PASSAGE PROPOSÉ –

* * * * * * * * *

On se souvient de la belle adaptation dessinée par Gaétan Nocq du roman de Claudie Hunzinger Les Grands Cerfs, paru en 2019. En 2021, dans une interview à Télérama, Nocq laissait entendre qu’il avait approché la romancière avec l’intention de lui proposer ce projet, et même en ayant déjà quelques planches à lui présenter (https://www.telerama.fr/livre/l-auteur-de-bd-gaetan-nocq-j-ai-toujours-prefere-les-histoires-qui-laissent-un-gout-amer-7007589.php). Cependant, le roman suivant de Mme Hunzinger, intitulé Un chien à ma table, donne une autre version de leur rencontre. Voici comment elle la relate (il faut avoir à l’esprit qu’elle habite une maison complètement isolée dans les montagnes vosgiennes).

* * * * * * * * *

PETIT EXERCICE A –
Répondez aux questions suivantes sur le passage consacré à Gaétan Nocq et Claudie Hunzinger.
(i) À quel média Nocq a-t-il accordé une interview en 2021 ?
(ii) Quel est le titre du roman suivant de Claudie Hunzinger ?
(iii) Où se trouve la maison qu'habite la romancière ?

* * * * * * * * *

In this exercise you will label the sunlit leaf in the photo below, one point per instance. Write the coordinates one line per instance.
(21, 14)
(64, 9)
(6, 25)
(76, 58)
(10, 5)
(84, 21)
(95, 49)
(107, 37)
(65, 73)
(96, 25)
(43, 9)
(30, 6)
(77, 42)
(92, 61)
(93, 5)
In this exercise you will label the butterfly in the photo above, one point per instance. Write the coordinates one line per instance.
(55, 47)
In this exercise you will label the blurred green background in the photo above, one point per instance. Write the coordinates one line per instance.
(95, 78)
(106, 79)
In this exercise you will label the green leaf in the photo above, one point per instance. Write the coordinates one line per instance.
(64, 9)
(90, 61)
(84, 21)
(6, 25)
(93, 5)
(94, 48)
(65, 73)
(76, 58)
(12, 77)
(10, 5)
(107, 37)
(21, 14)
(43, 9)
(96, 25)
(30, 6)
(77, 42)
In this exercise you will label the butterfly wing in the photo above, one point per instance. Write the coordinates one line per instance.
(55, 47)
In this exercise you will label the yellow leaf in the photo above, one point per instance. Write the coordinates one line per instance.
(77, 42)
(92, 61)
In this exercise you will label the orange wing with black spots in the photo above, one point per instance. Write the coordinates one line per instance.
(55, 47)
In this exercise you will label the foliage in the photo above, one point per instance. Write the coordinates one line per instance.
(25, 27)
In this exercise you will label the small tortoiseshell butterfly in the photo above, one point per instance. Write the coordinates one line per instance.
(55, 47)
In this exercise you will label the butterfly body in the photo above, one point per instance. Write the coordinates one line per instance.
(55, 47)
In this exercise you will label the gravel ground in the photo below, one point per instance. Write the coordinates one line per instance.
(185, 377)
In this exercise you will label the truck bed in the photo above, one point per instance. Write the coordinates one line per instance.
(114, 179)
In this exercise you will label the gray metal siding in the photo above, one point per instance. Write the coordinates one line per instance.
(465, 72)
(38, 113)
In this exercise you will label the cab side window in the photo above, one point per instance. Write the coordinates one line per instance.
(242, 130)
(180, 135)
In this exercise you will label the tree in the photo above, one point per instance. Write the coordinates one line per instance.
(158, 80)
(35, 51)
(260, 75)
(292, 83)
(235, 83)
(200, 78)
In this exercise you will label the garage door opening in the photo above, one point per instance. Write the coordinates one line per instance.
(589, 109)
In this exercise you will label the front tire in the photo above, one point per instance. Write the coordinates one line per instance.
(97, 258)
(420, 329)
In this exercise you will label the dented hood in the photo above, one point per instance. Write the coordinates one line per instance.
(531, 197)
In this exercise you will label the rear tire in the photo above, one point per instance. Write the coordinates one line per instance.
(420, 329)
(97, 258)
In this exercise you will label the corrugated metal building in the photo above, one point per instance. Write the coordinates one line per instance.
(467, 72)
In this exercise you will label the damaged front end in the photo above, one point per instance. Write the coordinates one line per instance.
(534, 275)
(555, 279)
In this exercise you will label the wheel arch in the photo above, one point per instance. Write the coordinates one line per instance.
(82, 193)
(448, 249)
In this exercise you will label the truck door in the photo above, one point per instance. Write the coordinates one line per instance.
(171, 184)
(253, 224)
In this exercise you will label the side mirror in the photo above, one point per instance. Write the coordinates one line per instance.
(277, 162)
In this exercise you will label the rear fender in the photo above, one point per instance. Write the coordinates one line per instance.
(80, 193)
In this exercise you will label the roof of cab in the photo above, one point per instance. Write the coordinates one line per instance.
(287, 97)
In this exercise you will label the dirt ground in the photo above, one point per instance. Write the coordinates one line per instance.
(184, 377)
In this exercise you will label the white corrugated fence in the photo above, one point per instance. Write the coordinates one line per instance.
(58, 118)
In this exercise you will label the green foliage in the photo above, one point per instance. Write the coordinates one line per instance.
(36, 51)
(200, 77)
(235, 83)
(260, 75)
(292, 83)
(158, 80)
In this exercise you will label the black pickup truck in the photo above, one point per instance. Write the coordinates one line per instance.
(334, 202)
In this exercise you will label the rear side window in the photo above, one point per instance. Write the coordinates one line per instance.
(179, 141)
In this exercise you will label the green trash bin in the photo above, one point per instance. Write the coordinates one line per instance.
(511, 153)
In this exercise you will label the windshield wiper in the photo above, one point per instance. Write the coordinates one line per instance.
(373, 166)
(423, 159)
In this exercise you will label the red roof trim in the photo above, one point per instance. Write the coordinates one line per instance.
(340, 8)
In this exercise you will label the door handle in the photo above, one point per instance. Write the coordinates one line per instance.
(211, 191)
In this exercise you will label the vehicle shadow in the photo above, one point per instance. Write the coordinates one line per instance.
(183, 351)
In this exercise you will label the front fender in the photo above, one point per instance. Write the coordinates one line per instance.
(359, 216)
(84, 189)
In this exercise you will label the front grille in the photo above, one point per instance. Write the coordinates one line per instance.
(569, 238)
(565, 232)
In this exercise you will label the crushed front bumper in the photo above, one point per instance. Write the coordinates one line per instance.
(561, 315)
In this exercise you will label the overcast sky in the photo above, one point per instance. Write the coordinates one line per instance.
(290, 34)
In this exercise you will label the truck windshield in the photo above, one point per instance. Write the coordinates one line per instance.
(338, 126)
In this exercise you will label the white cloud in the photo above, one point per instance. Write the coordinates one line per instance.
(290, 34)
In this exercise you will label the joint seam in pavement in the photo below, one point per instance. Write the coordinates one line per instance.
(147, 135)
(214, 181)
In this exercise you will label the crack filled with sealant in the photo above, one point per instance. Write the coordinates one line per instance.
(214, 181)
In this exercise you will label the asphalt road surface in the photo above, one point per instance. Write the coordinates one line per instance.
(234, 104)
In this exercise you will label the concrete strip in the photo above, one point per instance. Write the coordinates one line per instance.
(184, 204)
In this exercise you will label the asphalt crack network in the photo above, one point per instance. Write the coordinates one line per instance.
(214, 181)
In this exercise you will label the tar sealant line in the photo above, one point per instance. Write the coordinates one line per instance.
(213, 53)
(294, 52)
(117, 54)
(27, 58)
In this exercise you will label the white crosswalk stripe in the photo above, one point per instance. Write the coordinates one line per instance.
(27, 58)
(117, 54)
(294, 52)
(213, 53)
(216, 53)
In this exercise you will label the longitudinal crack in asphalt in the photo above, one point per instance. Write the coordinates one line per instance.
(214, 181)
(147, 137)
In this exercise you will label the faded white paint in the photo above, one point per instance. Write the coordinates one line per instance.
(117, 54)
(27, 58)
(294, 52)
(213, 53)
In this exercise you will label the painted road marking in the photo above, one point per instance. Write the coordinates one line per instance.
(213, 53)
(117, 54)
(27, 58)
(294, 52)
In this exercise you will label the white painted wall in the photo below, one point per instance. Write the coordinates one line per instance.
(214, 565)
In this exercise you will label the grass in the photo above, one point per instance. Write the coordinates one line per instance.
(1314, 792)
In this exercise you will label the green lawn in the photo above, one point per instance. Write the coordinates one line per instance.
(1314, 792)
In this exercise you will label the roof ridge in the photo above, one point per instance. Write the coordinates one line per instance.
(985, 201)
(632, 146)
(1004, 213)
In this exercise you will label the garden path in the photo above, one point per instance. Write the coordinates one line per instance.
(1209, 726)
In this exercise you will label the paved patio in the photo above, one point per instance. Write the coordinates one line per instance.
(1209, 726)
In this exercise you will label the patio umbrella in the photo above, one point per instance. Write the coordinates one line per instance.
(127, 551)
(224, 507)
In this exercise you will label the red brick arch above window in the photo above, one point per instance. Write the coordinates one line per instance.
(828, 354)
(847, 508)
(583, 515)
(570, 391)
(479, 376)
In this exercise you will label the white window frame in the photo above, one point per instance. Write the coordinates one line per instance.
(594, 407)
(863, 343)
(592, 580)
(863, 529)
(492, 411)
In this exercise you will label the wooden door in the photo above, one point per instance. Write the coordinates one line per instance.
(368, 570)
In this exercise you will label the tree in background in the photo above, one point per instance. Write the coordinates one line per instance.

* * * * * * * * *

PETIT EXERCICE B – Dans la liste, commencez à la ligne qui contient « In this exercise you will label the roof ridge » et allez jusqu'à la fin de la liste. Recopiez ces lignes, s'il vous plaît, en remplaçant « wooden door » par « front door », sans rien changer d'autre.

RÉPONSE RÉDIGÉE A –
(i) À Télérama.
(ii) Un chien à ma table.
(iii) Dans les montagnes vosgiennes ; c'est une maison complètement isolée.

RÉPONSE RÉDIGÉE B –
In this exercise you will label the roof ridge in the photo above, one point per instance. Write the coordinates one line per instance.
(985, 201)
(632, 146)
(1004, 213)
In this exercise you will label the garden path in the photo above, one point per instance. Write the coordinates one line per instance.
(1209, 726)
In this exercise you will label the paved patio in the photo above, one point per instance. Write the coordinates one line per instance.
(1209, 726)
In this exercise you will label the patio umbrella in the photo above, one point per instance. Write the coordinates one line per instance.
(127, 551)
(224, 507)
In this exercise you will label the red brick arch above window in the photo above, one point per instance. Write the coordinates one line per instance.
(828, 354)
(847, 508)
(583, 515)
(570, 391)
(479, 376)
In this exercise you will label the white window frame in the photo above, one point per instance. Write the coordinates one line per instance.
(594, 407)
(863, 343)
(592, 580)
(863, 529)
(492, 411)
In this exercise you will label the front door in the photo above, one point per instance. Write the coordinates one line per instance.
(368, 570)
In this exercise you will label the tree in background in the photo above, one point per instance. Write the coordinates one line per instance.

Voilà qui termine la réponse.